REQUIRED TASK
Reproduce every line of the records below in full, adding 100 to each x and y coordinate in the point answers and leaving all other lines unchanged.

MATERIAL FOR THIS TASK
- - - - -

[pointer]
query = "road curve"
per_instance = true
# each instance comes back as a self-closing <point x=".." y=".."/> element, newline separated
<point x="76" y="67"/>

- - - - -

CORRECT OUTPUT
[pointer]
query = "road curve"
per_instance = true
# each instance comes back as a self-closing <point x=".." y=".."/> element, newline separated
<point x="176" y="167"/>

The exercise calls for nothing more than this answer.